═════ Passage provided
He hung there until dawn, spotted his harbor, gave a thanks, and vectored off to 'home.'

-----We were chartless on the St. Lawrence. We have, however, a modern substitute for paper charts. We stopped at a marina for fuel, and there on the wall were the required St. Lawrence charts. They had none to sell and wouldn't part with the wall charts. I photographed them with our digital camera. I couldn't upload them into the Chartplotter since the software was incompatible. Nevertheless, we had charts to study, in our laptop.

-----We crossed Lac Saint-Louis and found the South Shore Canal (fortunately, it has a geographic name so it was easy to locate). The canal dropped us down two more locks, and disgorged us back into the river again - below Montreal!



A Beautiful Flag - Québec                                  A Beautiful City -- Montreal

-----It was near evening, and the billowy white cumulus clouds were starting to turn an ominous shade of gray. Looking for a good anchorage, we spotted a small private ferry carrying a farm tractor crossing the river ahead. We followed him into a channel that bisects Grand Isle. There, we found an anchorage, in a weedy shallow off the side of the channel that looked perfect for the night. We hooked, had supper in the cockpit, and turned in early. Locks are tiring.



-----Two hours after hitting the sack, the wind she blew. I heard the anchor line go taut and awoke to crawl into the cabin - we were swirling around in our little slough, but the anchor she held. Off to the east, the sky was splintering with massive bolts of lightening. No worries, though, eh? At this latitude, summer storms never come from the east, right? Just to be sure, I rigged a bed out of the settee in the cabin, curled into a sleeping bag, and slept where I could keep an "eye" on the storm.

-----In an hour, the storm arrived (from the east). I awakened to driving rain pounding on the roof and cabin-shuddering rumbles of thunder. I got soaked putting up the canvas around the cockpit. We snapped back and forth on the anchor rode in the strong wind. Then, suddenly, we stopped moving. As the storm passed, the wind shift had shoved us against the muddy shore. Now, with everything calm, I sat and watched as the thunderstorm broke in all its glorious intensity above us. In an hour the show was over, and I went back to sleep on the settee until dawn.

-----Now, the problem. We were well aground and the wind waves had lifted us inch by inch onto the muddy shore. El awakened to find me shoving, pulling, and cussing as I tried to get Halcyon off the hard. "Hey, wait a minute, brains over brawn," El said. She deftly flipped the switch on the windlass, and then let it haul in against the anchor. In a few minutes, with me rocking the boat, she had kedged Halcyon obediently off the mud. I, however, was still ashore after the last shove against the stern.

-----"Tough luck, Bill. Anyone who isn't bright enough to kedge a boat deserves a morning swim."

-----I swam.

-----When we reached Sorel, we noticed the Richelieu River on our digitized charts. The river gave access to the south, via the St. Ours and Chambly locks and canal, to Lake Champlain. We couldn't resist, and spun the wheel hard a'starboard.

-----On the trip south, El talked with a lady on a Vermont boat, as they were both tending bow lines in the locks. "You haven't been to Québec City?" The lady frowned at El's negative reply. "Why, it has been the best part of our entire trip! You must go."
══════════
═════ Data supplied
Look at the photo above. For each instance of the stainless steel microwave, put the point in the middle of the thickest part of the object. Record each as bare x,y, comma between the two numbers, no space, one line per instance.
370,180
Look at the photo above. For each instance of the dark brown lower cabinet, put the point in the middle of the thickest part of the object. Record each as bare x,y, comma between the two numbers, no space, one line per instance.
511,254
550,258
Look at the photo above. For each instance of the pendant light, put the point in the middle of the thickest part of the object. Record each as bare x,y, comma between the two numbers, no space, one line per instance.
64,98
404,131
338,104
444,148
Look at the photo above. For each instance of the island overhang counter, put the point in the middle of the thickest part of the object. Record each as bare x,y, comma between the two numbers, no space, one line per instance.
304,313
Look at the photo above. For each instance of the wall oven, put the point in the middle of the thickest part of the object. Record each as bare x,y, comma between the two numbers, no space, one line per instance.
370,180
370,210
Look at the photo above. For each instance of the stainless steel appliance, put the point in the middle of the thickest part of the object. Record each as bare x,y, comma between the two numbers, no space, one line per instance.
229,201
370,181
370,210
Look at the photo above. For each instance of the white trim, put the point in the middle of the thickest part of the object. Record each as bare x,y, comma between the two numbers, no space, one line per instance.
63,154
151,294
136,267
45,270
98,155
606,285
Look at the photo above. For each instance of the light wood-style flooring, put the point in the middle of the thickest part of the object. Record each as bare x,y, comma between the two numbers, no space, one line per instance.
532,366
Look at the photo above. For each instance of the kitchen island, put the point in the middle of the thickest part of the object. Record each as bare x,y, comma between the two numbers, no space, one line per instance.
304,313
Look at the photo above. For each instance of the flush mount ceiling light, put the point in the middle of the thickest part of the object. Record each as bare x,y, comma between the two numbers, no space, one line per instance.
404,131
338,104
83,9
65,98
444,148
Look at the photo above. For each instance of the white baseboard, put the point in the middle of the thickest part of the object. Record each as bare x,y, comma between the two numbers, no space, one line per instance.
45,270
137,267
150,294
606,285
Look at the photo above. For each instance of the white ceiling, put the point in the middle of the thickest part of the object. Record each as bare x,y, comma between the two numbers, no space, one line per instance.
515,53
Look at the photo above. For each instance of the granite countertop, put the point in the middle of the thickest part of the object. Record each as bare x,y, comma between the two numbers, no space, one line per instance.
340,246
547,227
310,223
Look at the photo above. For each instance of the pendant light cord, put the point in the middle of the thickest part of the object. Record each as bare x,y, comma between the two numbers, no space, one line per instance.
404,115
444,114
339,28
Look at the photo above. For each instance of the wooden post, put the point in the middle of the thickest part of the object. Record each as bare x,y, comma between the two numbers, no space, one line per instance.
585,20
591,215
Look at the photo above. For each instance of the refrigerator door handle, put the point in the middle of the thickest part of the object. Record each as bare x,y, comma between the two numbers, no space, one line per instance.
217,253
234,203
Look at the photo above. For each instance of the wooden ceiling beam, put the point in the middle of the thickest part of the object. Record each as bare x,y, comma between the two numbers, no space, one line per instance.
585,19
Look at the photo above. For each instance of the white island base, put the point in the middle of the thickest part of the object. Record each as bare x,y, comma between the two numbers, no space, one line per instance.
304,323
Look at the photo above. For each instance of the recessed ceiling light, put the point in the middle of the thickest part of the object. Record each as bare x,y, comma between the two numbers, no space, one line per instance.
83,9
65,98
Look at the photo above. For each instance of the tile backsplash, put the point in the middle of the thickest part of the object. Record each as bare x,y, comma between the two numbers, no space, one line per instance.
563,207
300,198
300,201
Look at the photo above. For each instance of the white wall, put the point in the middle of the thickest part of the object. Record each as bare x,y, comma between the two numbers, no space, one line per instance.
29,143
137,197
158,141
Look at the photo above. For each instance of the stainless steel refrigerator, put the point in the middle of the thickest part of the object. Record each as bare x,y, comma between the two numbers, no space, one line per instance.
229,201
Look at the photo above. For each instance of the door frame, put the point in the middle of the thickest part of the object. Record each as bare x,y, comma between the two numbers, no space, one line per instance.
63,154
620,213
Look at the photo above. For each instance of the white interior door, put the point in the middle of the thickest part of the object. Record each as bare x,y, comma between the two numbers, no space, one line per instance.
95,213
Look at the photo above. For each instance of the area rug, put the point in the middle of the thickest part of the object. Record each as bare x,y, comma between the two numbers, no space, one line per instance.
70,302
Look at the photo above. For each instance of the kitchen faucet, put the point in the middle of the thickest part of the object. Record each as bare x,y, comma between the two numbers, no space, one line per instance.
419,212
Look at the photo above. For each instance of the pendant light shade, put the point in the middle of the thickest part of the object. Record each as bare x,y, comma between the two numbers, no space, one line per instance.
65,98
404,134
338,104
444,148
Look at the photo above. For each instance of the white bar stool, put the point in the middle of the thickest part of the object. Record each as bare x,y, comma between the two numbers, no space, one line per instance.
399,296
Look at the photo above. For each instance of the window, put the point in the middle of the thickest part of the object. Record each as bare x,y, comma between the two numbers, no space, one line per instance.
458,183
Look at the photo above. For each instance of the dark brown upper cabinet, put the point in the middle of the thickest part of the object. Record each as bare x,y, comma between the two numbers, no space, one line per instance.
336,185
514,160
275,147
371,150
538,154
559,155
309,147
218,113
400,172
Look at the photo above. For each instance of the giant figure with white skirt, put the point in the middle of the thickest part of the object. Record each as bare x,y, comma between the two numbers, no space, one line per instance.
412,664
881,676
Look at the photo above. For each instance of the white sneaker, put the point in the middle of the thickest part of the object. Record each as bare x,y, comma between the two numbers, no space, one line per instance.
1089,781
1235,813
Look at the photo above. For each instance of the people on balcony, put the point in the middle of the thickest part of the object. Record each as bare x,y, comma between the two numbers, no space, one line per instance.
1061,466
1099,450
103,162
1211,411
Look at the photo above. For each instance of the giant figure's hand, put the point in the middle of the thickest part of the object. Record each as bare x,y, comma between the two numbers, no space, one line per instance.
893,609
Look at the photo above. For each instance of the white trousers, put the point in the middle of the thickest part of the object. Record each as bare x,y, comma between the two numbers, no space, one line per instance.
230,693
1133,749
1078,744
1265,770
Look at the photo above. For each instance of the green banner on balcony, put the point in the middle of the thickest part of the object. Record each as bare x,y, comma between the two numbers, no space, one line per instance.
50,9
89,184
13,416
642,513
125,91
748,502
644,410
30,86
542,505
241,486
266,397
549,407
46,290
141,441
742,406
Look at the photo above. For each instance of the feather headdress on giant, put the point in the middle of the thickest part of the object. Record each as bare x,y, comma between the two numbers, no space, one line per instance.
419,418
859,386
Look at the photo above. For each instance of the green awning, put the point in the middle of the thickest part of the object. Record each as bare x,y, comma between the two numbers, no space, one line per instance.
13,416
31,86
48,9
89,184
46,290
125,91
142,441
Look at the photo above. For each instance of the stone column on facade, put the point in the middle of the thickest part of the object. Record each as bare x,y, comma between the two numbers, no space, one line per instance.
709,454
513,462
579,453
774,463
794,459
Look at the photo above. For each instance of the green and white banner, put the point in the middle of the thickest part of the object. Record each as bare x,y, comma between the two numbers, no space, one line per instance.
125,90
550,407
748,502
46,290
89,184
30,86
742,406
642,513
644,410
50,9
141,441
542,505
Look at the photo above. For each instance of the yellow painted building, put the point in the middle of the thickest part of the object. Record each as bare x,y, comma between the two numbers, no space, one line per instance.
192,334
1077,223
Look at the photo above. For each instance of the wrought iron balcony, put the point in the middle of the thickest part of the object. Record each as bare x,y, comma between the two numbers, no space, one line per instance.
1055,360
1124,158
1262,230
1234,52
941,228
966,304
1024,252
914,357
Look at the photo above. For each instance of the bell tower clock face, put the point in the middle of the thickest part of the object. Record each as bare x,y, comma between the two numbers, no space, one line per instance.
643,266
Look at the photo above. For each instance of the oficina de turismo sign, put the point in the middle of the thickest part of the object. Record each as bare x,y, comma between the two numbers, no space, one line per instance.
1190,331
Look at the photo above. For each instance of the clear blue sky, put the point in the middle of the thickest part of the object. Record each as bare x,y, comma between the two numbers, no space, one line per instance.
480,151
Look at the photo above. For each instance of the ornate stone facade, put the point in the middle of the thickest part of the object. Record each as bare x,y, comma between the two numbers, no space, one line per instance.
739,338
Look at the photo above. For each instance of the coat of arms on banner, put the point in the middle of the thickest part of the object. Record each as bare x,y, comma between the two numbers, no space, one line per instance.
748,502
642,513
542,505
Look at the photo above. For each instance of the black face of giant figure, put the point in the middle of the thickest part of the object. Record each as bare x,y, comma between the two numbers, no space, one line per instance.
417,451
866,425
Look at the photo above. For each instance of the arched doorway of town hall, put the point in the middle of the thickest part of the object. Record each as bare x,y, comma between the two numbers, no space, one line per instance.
══════════
- [Things to do]
1. List every river and lake named in the travel passage.
2. Select every line in the entries that contains the word "island".
The travel passage and the entries come from unrelated sources.

- [Responses in order]
1.
St. Lawrence
Lac Saint-Louis
Richelieu River
Lake Champlain

2.
Look at the photo above. For each instance of the island overhang counter, put the point in the middle of the thickest part of the object. Record each as bare x,y, comma between the two numbers, no space, one line per instance.
Look at the photo above. For each instance of the kitchen island, put the point in the middle of the thickest part of the object. Record each as bare x,y, comma between the two numbers, no space, one line per instance.
Look at the photo above. For each instance of the white island base, put the point in the middle of the thickest part of the object. Record each as bare x,y, comma between the two numbers, no space, one line per instance.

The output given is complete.